_Supplied passage:_

____________

Śrī Kalyāṇī Yogāśrama Sansthā (, ), also known as the Galduwa Forest Tradition is an independent part of the Sri Lankan Amarapura–Rāmañña Nikāya Buddhist ordination line, with their headquarters in Galduva, Kahawa, Ambalangoda. They keep a strict standard of Vinaya (commentarial interpretation), recognised as the strictest standard of any major organisation in Sri Lanka. It is the largest forest sect of the Sri Lankan Sangha (Buddhist Monks). Their monks are easily recognized by the palm-leaf umbrella they use and by the habit of wearing the Sanghati (double robe) whenever they walk outside the monastery boundaries. Remarkably for Sri Lanka, all castes are accepted for ordination. Foreign monks, who wish to become resident at one of their monasteries, are usually expected to undergo the so-called "Dalhi-Kamma" at Galduva, a short ceremony meant to reconfirm the validity of their original Upasampada according to Galduva standard. After that they are accepted according to their normal seniority.

History 
The (modern) history of arañña senasana or forest hermitages of Sri Lanka runs back to 1951, when Ven. Kadawedduwe Sri Jinavamsa Mahathera (sometimes spelled Jinawansa) Thera, with the guidance of Matara Sri Nanarama Mahathera, founded the Galduva Aranya, which was to become the centre point of the Śrī Kalyāṇī Yogāśrama Sanstha - the first Association of meditation monasteries in Sri Lanka.

Ven. Kadawedduwe Sri Jinavamsa Mahathera himself was ordained at the age of 13, and founded the Thebuvana Granthakara Pirivena (monk school) when he was only 25 and served as head instructor for over 20 years. He started the Yogāśrama Sanstha at the age of 45, and enjoyed a long life of 98 years.

Following the way of the Buddha he strongly believed that all the riches of life meant nothing without vimukti (vimutti, "freedom" or "deliverance") which he understood was the goal of Buddhist meditation and the reason d'etre for Buddhist monks. Consequently, he left all his students except for one, Ven.Gatamanne Vimalavamsa Thera, who accompanied him in his quest for a fitting dwelling for deep meditation. The support rendered by Ven. Gatamanne Vimalavamsa Thera and Matara Sri Nanarama Mahathera in this quest, was immense.

Foundation 

To commemorate the 2500th birthday of the Buddha Buddha Jayanti Ven. Kadawedduwe Sri Jinawansa Thera founded the Śrī Kalyāṇī Yogāśrama Sanstha on 18 June 1951. Nimalawa Aranya Senasanaya in Kirinda was selected as the first aranya or hermitage of a number of aranya senasana which were all connected into an association named Śrī Kalyāṇī Yogāśrama Sanstha. With the passage of time the fame of Kalyani Yogashrama grew. People in many walks of life flowed into the Aranya in search of the authentic way of meditation.

____________

_Dataset content:_

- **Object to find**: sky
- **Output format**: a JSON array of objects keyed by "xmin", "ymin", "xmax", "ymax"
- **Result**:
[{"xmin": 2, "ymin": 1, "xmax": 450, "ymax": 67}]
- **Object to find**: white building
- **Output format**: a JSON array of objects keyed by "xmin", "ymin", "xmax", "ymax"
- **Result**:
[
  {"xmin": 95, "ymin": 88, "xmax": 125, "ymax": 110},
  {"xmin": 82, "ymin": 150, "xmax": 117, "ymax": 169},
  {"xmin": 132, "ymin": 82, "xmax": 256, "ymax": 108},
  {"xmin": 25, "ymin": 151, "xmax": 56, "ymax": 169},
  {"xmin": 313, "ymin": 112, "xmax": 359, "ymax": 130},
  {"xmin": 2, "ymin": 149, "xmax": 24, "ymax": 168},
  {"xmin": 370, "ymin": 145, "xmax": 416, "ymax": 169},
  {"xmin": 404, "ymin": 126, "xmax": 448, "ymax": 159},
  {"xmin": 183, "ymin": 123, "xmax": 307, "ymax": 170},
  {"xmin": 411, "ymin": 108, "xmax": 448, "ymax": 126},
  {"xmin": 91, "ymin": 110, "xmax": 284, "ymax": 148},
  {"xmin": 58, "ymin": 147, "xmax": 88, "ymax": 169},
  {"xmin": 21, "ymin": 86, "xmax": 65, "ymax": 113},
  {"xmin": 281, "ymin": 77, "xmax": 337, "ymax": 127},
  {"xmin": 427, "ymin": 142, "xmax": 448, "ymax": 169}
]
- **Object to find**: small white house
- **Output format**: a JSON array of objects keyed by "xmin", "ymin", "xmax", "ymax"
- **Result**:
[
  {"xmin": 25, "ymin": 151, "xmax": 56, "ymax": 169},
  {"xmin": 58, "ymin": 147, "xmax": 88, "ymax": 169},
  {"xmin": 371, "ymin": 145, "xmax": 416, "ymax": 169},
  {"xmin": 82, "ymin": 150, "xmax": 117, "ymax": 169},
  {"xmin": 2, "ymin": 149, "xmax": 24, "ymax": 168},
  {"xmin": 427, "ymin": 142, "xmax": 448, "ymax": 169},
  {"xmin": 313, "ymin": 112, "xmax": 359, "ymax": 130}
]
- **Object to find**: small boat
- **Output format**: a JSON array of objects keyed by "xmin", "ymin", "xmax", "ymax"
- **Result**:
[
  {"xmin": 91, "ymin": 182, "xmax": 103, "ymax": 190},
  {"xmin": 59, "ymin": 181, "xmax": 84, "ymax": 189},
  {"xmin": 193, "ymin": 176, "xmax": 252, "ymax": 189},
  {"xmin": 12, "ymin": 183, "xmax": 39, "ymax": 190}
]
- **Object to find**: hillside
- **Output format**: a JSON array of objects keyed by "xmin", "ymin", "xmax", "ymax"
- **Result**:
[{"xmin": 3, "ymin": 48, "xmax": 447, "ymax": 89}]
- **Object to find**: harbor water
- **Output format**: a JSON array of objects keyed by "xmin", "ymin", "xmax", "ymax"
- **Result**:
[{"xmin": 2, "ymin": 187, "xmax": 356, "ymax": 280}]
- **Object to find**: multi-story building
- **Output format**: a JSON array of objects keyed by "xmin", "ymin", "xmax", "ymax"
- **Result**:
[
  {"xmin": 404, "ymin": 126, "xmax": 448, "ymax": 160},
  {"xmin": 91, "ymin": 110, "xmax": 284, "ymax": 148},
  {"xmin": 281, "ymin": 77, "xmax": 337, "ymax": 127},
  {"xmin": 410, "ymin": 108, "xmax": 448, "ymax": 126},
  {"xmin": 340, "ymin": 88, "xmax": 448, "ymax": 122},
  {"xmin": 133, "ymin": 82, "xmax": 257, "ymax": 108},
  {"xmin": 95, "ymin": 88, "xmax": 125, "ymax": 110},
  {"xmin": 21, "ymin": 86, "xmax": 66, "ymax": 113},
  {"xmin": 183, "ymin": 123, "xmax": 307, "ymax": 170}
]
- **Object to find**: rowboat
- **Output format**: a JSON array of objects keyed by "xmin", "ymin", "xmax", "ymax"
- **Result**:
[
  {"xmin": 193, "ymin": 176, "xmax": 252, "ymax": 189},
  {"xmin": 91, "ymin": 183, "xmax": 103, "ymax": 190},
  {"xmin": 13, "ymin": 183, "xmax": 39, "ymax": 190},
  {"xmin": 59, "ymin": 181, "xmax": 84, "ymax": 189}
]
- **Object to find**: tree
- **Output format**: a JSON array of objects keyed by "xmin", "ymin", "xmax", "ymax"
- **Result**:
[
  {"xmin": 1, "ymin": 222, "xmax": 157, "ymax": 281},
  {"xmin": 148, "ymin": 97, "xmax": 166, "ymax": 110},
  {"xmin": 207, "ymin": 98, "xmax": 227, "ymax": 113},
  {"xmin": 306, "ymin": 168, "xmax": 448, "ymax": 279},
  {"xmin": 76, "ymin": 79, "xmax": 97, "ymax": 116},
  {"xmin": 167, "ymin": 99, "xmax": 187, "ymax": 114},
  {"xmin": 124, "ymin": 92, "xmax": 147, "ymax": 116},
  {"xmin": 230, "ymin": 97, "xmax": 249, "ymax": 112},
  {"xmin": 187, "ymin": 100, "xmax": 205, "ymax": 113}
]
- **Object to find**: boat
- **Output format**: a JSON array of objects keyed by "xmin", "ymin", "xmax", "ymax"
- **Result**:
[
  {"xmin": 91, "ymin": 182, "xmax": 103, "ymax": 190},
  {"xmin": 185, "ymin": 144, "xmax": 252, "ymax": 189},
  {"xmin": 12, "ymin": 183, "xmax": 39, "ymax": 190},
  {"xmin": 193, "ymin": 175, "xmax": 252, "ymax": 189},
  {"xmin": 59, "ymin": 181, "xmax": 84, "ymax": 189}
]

____________

_Task set:_
**A.** From the passage on the Galduwa Forest Tradition, return the span that begins at the words "Ven. Kadawedduwe Sri Jinavamsa Mahathera himself" and stops after "quest, was immense.".
**B.** The Galduwa Forest Tradition passage gives several ages for Ven. Kadawedduwe Sri Jinavamsa Mahathera. List each one with what the passage ties to it.
**C.** Continue the account of the Galduwa Forest Tradition from where it stops.

_Expected responses:_
**A.**
Ven. Kadawedduwe Sri Jinavamsa Mahathera himself was ordained at the age of 13, and founded the Thebuvana Granthakara Pirivena (monk school) when he was only 25 and served as head instructor for over 20 years. He started the Yogāśrama Sanstha at the age of 45, and enjoyed a long life of 98 years.

Following the way of the Buddha he strongly believed that all the riches of life meant nothing without vimukti (vimutti, "freedom" or "deliverance") which he understood was the goal of Buddhist meditation and the reason d'etre for Buddhist monks. Consequently, he left all his students except for one, Ven.Gatamanne Vimalavamsa Thera, who accompanied him in his quest for a fitting dwelling for deep meditation. The support rendered by Ven. Gatamanne Vimalavamsa Thera and Matara Sri Nanarama Mahathera in this quest, was immense.

**B.**
- 13: he was ordained
- 25: he founded the Thebuvana Granthakara Pirivena
- 45: he started the Yogāśrama Sanstha
- 98: the length of his life

**C.**
But setting up the Śrī Kalyāṇī Yogāśrama Sanstha was no easy task. Although most lay persons were attracted to Ven. Kadawedduwe Sri Jinawansa Theras extremely eloquent sermons, there were people, the lay and monks alike who resented and envied his success. But thanks to his conviction the Kalyani Yogasrama Sanstha now has over 150 Aranya with over 1500 monks.

After the establishment of Sri Kalyani Yogasrama Sanstha, the founder Kadawedduwe Sri Jinavamsa Mahathera was in need of finding a qualified senior bhikkhu as the Leader of the group. Then he had to invite Matara Sri Nanarama Mahathera several times and fortunately got the invitation accepted at last. Until 1992, the great meditation master Matara Sri Nanarama Mahathera was the Maha Upajjhaya (chief mentor) of the Yogāśrama Sanstha.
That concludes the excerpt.